• **Work instructions**:
Reproduce every one of the following records word for word, without changing anything.
─── Dataset records ───
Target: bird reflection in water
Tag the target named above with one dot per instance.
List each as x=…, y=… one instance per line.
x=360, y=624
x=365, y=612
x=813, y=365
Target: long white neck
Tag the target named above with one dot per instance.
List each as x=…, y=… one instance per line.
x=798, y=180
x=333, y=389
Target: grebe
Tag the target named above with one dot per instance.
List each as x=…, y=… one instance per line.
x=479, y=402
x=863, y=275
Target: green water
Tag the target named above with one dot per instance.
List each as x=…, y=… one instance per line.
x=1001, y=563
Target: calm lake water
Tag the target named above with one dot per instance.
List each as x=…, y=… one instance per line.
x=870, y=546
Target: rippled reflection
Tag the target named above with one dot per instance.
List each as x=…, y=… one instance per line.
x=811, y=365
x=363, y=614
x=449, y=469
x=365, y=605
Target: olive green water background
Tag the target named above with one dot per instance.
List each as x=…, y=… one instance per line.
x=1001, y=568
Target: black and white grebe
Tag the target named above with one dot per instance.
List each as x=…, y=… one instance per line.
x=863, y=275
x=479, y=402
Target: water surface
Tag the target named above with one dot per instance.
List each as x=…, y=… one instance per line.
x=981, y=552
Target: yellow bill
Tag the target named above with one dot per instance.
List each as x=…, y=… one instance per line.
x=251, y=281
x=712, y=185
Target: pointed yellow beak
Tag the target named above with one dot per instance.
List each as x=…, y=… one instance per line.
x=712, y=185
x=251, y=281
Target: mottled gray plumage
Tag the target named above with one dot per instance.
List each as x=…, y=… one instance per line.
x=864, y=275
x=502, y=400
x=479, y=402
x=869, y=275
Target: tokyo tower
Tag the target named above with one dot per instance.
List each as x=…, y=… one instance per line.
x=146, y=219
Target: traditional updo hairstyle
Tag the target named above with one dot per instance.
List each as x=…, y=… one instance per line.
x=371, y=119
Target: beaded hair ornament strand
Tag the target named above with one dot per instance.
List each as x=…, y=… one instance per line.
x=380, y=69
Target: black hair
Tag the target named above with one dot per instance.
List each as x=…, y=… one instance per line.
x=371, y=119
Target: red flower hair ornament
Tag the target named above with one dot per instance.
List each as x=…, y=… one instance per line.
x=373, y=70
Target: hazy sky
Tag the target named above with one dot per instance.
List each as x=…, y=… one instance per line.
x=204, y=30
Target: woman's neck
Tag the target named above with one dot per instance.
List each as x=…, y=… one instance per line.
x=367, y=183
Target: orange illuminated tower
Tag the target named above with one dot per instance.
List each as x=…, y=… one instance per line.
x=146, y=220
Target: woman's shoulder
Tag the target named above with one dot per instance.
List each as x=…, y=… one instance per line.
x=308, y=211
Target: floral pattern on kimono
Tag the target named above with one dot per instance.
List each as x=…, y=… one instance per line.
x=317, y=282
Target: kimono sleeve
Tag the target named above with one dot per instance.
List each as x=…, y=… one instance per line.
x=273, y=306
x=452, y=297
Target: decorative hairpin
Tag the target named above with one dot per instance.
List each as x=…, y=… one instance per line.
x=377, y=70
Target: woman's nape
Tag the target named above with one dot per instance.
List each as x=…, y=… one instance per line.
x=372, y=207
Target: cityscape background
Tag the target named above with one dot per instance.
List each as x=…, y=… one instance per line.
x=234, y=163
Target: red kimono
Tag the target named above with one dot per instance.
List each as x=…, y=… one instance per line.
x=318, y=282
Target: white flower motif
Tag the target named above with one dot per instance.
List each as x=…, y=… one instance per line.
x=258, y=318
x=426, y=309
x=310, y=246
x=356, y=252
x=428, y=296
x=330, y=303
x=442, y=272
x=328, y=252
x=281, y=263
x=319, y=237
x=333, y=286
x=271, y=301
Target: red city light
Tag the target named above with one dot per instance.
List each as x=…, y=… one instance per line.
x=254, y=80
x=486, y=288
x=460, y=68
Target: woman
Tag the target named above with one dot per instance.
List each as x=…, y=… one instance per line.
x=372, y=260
───
• **Written solution**:
Target: bird reflection in water
Tag the target named above with one dot per instance.
List each as x=…, y=… one instance per line.
x=360, y=624
x=365, y=612
x=813, y=365
Target: long white neck
Tag the target named above with one dot per instance.
List each as x=…, y=… one instance per line.
x=798, y=180
x=333, y=389
Target: grebe
Tag the target named above with one dot per instance.
List each as x=…, y=… one instance per line.
x=479, y=402
x=863, y=275
Target: green water
Tag the target named above with one dot per instance.
List each as x=…, y=… one instance per line.
x=1001, y=563
Target: calm lake water
Tag the target named above with one dot per instance.
List each as x=…, y=… one instance per line.
x=870, y=546
Target: rippled reflection
Tag the target named above with one dot per instance.
List each as x=…, y=… one instance per line.
x=811, y=365
x=363, y=614
x=449, y=469
x=365, y=605
Target: olive green water background
Tag the target named above with one dot per instance.
List each as x=…, y=… one instance per line.
x=1001, y=568
Target: black and white grebe
Tag the target named above with one dot per instance.
List each as x=…, y=… one instance per line.
x=863, y=275
x=479, y=402
Target: water surface
Tag the target named above with one dot per instance.
List each as x=…, y=… one instance per line.
x=981, y=552
Target: yellow bill
Tag the target named above with one dot per instance.
List each as x=…, y=… one instance per line.
x=251, y=281
x=712, y=185
Target: pointed yellow beak
Tag the target named above with one dot per instance.
List each as x=…, y=… one instance per line.
x=712, y=185
x=251, y=281
Target: mottled gray plumage
Tag the target named above with one dot per instance.
List each as x=…, y=… one instance per line.
x=864, y=275
x=502, y=400
x=479, y=402
x=869, y=275
Target: tokyo tower
Tag the target named above with one dot per instance.
List each as x=…, y=… one instance per line.
x=146, y=219
Target: traditional updo hairstyle
Tag the target named above with one dot per instance.
List each as x=…, y=… one instance per line.
x=371, y=119
Target: beaded hair ornament strand
Tag the target named above with one dot per instance.
List each as x=…, y=… one instance per line.
x=380, y=69
Target: black hair
Tag the target named above with one dot per instance.
List each as x=…, y=… one instance per line.
x=371, y=119
Target: red flower hair ornament
Tag the target named above with one dot per instance.
List each as x=…, y=… one instance per line.
x=373, y=70
Target: hazy sky
Tag the target named above with one dot per instance.
List each as x=…, y=… one instance per line.
x=204, y=30
Target: woman's neck
Tag the target named above with one dot per instance.
List each as x=…, y=… one instance per line.
x=367, y=183
Target: orange illuminated tower
Tag the target named above with one dot per instance.
List each as x=…, y=… one instance per line.
x=146, y=220
Target: woman's shoulder
Tag the target named above with one dot per instance.
List each as x=…, y=… one instance per line.
x=308, y=211
Target: floral pattern on kimono
Tag the target named above with one dot per instance.
List each as x=…, y=… one instance per line.
x=317, y=282
Target: kimono sleeve
Tag the target named above with one dot per instance.
List each as x=…, y=… one instance per line.
x=273, y=306
x=452, y=297
Target: decorative hairpin
Tag the target named above with one dot per instance.
List each as x=…, y=… one instance per line.
x=377, y=70
Target: woman's nape
Tag the target named above with one dot per instance.
List each as x=…, y=… one instance per line.
x=372, y=207
Target: cityscape background
Tag the target named above with one dot per instance.
List each as x=…, y=… one instance per line.
x=234, y=163
Target: red kimono
Tag the target named above with one dot per instance.
List each as x=…, y=… one instance per line.
x=318, y=282
Target: white flower motif
Tag the target named above with one dot per instance.
List each as x=…, y=… one instance per line.
x=258, y=318
x=426, y=309
x=310, y=246
x=356, y=252
x=428, y=296
x=330, y=303
x=442, y=272
x=328, y=252
x=281, y=263
x=319, y=237
x=333, y=286
x=271, y=301
Target: red city light
Tag the target named above with one dot per instance.
List each as x=…, y=… one instance per line.
x=254, y=80
x=486, y=288
x=460, y=68
Target: woman
Tag the target named above with one dot per instance.
List each as x=…, y=… one instance per line.
x=372, y=260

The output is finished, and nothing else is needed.